>>>>>

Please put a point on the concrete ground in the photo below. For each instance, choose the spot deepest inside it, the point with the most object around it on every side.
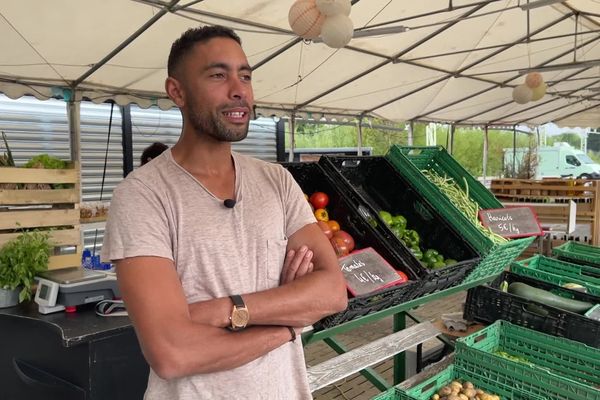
(356, 386)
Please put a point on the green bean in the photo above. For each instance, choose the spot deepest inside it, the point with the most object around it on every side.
(459, 197)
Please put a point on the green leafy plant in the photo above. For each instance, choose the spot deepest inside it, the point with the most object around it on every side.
(21, 259)
(46, 161)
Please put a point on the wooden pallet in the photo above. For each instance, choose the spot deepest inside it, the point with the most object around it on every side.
(536, 190)
(56, 210)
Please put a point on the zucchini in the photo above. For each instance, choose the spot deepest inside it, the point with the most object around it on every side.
(547, 298)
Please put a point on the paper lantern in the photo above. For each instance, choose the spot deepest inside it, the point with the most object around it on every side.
(522, 94)
(337, 31)
(534, 79)
(538, 92)
(305, 19)
(334, 7)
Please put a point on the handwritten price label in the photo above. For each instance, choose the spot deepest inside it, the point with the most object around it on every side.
(511, 222)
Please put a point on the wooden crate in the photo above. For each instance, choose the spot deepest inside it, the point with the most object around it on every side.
(550, 198)
(56, 210)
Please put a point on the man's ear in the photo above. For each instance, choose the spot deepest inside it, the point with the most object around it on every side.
(174, 91)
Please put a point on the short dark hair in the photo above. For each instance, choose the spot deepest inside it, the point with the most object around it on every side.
(191, 37)
(152, 151)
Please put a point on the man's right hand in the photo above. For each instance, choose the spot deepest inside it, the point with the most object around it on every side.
(297, 264)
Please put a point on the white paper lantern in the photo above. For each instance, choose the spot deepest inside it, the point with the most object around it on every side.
(334, 7)
(305, 19)
(337, 31)
(539, 92)
(534, 79)
(522, 94)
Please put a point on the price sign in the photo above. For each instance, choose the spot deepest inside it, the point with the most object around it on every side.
(366, 272)
(511, 222)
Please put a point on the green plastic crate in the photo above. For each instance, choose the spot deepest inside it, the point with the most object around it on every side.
(556, 368)
(409, 161)
(578, 252)
(429, 387)
(559, 272)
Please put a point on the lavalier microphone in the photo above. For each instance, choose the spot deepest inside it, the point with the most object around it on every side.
(229, 203)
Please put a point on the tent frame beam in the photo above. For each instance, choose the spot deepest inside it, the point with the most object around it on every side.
(384, 63)
(124, 44)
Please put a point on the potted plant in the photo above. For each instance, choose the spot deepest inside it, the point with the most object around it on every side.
(20, 260)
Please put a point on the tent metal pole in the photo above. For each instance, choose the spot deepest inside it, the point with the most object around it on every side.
(532, 106)
(559, 108)
(514, 172)
(73, 108)
(493, 54)
(485, 152)
(497, 46)
(359, 138)
(451, 138)
(292, 137)
(578, 111)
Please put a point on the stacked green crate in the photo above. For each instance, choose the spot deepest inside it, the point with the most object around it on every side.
(559, 272)
(580, 253)
(410, 161)
(537, 363)
(426, 389)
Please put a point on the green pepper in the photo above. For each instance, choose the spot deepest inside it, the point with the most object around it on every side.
(416, 252)
(399, 220)
(386, 217)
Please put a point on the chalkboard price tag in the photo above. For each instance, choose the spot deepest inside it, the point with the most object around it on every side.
(511, 222)
(366, 272)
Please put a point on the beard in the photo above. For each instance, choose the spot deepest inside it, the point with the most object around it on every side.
(210, 123)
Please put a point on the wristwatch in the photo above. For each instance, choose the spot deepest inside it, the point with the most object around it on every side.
(239, 314)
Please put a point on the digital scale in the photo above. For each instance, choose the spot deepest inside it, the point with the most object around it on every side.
(64, 289)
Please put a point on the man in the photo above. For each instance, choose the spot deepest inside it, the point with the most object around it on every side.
(200, 224)
(151, 152)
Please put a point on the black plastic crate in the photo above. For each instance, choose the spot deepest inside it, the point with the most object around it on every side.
(376, 185)
(312, 178)
(487, 303)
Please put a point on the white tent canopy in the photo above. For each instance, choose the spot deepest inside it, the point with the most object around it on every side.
(456, 61)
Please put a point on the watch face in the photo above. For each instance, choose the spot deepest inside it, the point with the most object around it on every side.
(239, 318)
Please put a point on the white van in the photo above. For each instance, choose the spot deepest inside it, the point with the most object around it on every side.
(560, 160)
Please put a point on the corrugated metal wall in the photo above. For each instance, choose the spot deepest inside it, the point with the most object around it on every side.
(34, 127)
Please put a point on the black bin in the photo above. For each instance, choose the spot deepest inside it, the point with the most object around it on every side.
(378, 185)
(487, 303)
(312, 178)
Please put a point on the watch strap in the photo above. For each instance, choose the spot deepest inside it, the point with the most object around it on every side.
(237, 301)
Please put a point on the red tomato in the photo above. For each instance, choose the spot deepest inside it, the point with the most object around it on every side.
(321, 215)
(325, 228)
(345, 236)
(333, 225)
(339, 246)
(319, 200)
(403, 276)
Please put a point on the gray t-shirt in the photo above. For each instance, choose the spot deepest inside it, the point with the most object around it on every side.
(162, 210)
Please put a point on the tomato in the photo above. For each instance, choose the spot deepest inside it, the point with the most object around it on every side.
(403, 276)
(345, 236)
(321, 215)
(339, 246)
(333, 225)
(319, 199)
(325, 228)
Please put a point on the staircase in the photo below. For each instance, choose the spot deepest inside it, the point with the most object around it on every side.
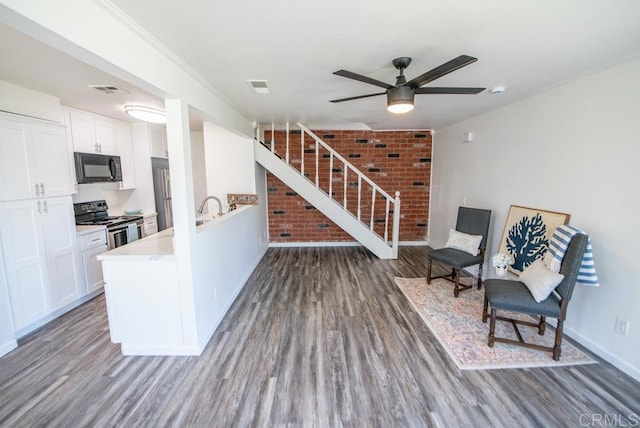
(362, 209)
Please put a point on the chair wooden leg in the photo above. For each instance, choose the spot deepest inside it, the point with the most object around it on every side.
(492, 328)
(542, 326)
(485, 307)
(558, 342)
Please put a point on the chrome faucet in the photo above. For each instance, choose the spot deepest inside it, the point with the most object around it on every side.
(204, 201)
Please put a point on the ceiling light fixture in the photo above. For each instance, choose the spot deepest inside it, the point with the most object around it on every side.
(148, 114)
(400, 99)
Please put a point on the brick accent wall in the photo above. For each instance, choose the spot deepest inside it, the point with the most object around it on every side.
(394, 160)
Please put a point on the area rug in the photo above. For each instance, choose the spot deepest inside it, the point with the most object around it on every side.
(457, 324)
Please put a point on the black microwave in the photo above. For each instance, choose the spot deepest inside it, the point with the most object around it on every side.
(94, 168)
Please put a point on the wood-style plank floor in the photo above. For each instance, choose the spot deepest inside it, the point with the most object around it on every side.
(318, 337)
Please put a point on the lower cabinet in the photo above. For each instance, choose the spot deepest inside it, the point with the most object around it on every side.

<<<<<

DIRECTIONS FOR THIS TASK →
Copy the data in full. No pictures belong in the copy.

REPLY TO THE EXERCISE →
Please put a point on the concrete ground in the photo below. For each instance, choose the spot deepest inside it, the point with the most object around it on every side.
(356, 386)
Please put a point on the green bean in the photo above. For each instance, choose the spot deepest inside it, the point with the most object around it on every side.
(459, 197)
Please put a point on the green leafy plant in the photo above. For each instance, choose the spot deepest inside it, the point with the most object around it on every side.
(21, 259)
(46, 161)
Please put a point on the wooden pallet in the photo above. For each instance, choose the spot deepest inside it, the point with the most object around it on every side.
(536, 190)
(56, 210)
Please put a point on the zucchini in the photo above. For each instance, choose the spot deepest inside it, the point with the most object around it on every side.
(547, 298)
Please put a point on the paper lantern in the photo above. For each instance, choose the spot deepest inside it, the point with the most object around it on every side.
(522, 94)
(337, 31)
(534, 79)
(538, 92)
(305, 19)
(334, 7)
Please put a point on the handwritten price label in the photo above. For each instance, choose the spot deepest inside it, the point with the most object around it on every side.
(511, 222)
Please put a point on the wooden crate in the photo above. For each instance, choose the spot deepest inside it, the point with the most object around it on every side.
(550, 198)
(56, 210)
Please put a point on the man's ear in the photo above. For each instance, choose the spot deepest inside it, the point with the most object around it on every side.
(174, 91)
Please put a point on the short dark hair in the photo above. For each instance, choose the spot deepest inside it, the point with the most object around it on every side.
(191, 37)
(152, 151)
Please put a point on the man's right hand in the photo above. For each instance, choose the spot deepest inside it, the point with the most object around it on every side.
(297, 264)
Please put a point on the white paper lantern in the photo above. For each instance, choose the spot deepest inside it, the point with the most object around it on every side.
(334, 7)
(305, 19)
(337, 31)
(539, 92)
(534, 79)
(522, 94)
Please put a point on the price sign in the photo above. For each instance, choose the spot deepest inside it, the point with the most object around it on every side.
(366, 272)
(511, 222)
Please put a point on the green plastic crate in the photo above. For each instance, choose the spot deepest inside it, the point with the most object around it on every side.
(556, 368)
(409, 161)
(578, 252)
(429, 387)
(559, 272)
Please put a point on the lavalier microphone in the photo above. For each instance, choose the spot deepest inside it, the point with the most object around it on every side.
(229, 203)
Please put a point on the tent frame beam in the photo above. For each instance, choose the spot deepest inside it, the point with the most object around it on every side.
(384, 63)
(124, 44)
Please put a point on the potted plant in the photo above. For each instance, choose the spot deepest inside it, the point with the most object around it on every side.
(20, 260)
Please put a point on the tent metal pole in the photo above. For each instance, choose the spot deepest inside it, the point with the most object around it on every side.
(532, 106)
(559, 108)
(514, 172)
(73, 108)
(493, 54)
(485, 152)
(497, 46)
(359, 138)
(451, 138)
(292, 137)
(578, 111)
Please put a point on the stacked green crate in the photo above. For each instance, choose the spot deepest inside it, the point with the most object around it on every side.
(559, 272)
(580, 253)
(410, 161)
(537, 363)
(426, 389)
Please put a point on the green pepper in the photo above. For each instance, choose the spot deepest inside it, the point with the most object around it on every side.
(416, 252)
(399, 220)
(386, 217)
Please put a point on the chalkboard price tag in the photo above. For each instance, choose the spot deepest inside it, the point with the most object around it on every side.
(511, 222)
(366, 272)
Please put a point on the beard in the photo above. For each instance, choose the spot deepest inside it, the point with the most object around it on every side.
(210, 123)
Please put a point on the wristwatch in the photo above. For each instance, choose the spot deepest inside it, the point with the most object around it on every side.
(239, 314)
Please put a point on the digital scale in the photo above. For each instance, choose the spot deepest inside it, the point with the most object around it on every side.
(64, 289)
Please put a point on the man in the photo above. For each instance, choose the spot deepest inside it, the point with the most object around it on every side.
(200, 224)
(151, 152)
Please put a point on the black plastic crate in the photo above. For each instance, choose the spot deepest inside it, the point with the most object around it on every side.
(376, 185)
(312, 178)
(487, 303)
Please put a point on the white tent canopy in the photo above. For each instance, choose the spot deepest inside it, the point with the most object around it on every side.
(456, 61)
Please put a point on the watch face in the photo above. For each instance, choose the spot deepest inside it, the point with the most object around it on every side.
(239, 318)
Please put a point on the white van in the photo above. For each instance, choose the spot deepest inside it, the point with the most object around it on every side.
(560, 160)
Please put a point on the corrugated metal wall in the photo above. For each instance, choose the spot deepest inside it, the point with the most object around it on every side.
(34, 127)
Please put a point on the black bin in the photo above. For each instance, choose the spot deepest inside it, the point with the most object around it on every side.
(378, 185)
(487, 303)
(312, 178)
Please put a point on the watch strap in the photo above. For each instance, choose the spot deepest inside it, the point with the most object around it on every side.
(237, 301)
Please put a point on the red tomato in the photo above. For each instance, choose the spot deepest inside it, the point with the most object around it on every side.
(321, 215)
(325, 228)
(345, 236)
(333, 225)
(339, 246)
(319, 200)
(403, 276)
Please put a point on the gray t-shirt in the photo above. For each instance, choose the spot deepest inside it, the point with the most object around it on every side.
(162, 210)
Please put a point on the tomato in the photo above. For each instance, choose the spot deepest inside it, the point with the most object around it on every side.
(403, 276)
(345, 236)
(321, 215)
(339, 246)
(333, 225)
(319, 199)
(325, 228)
Please put a point on the staircase in the photo below. For each instance, choose the spot deepest inside it, the point with the most object around it on every side.
(362, 209)
Please put a point on the chair wooden leg in the photo above. For each instance, choose the spot deepest inside it, the point with the most object around it on every side.
(492, 328)
(542, 326)
(485, 307)
(558, 342)
Please put a point on the chrome faucet in the photo above. For each instance, choose the spot deepest inside it, the point with the most object around it on every side.
(204, 201)
Please put a point on the ceiling light fixture in the photo above. For each instance, choose the spot deepest inside it, the point with the most object around it on every side.
(148, 114)
(400, 99)
Please put a point on the brick accent wall in the photo above. For each instance, choose the spot deepest inside it, the point with the most object around it on every side.
(394, 160)
Please put a point on the area rug in the photo above. For each instance, choose the spot deepest inside it, the point with the most object around it on every side.
(457, 324)
Please put a point on the black microwave in the photo above. For each instance, choose the spot deepest inside it, the point with the most object around it on every side.
(94, 168)
Please put a point on the wood-style plank floor in the photo above. For each instance, choose the spot deepest inside it, the point with the most object around it on every side.
(318, 337)
Please put a point on the lower cabinet in the photo above. For each instance, choose the spot deepest inside it, the point with the most object around it on every side.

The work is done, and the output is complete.